>> BEGIN

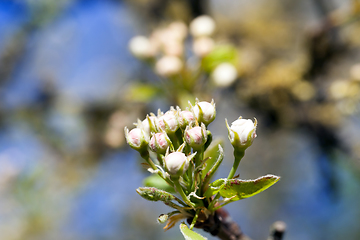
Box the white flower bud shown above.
[149,133,171,154]
[226,117,257,150]
[141,116,157,137]
[190,15,216,37]
[165,152,189,176]
[179,110,195,129]
[211,63,238,87]
[125,127,149,151]
[193,102,216,126]
[185,123,207,150]
[129,36,155,59]
[193,37,215,57]
[158,110,179,133]
[155,56,183,77]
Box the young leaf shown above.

>> END

→ **WORK TO DO**
From the rows above, pull out every line that contains the word "shown", matching case exactly.

→ **RESULT**
Box the white flower bud shown above.
Box the young leaf shown above.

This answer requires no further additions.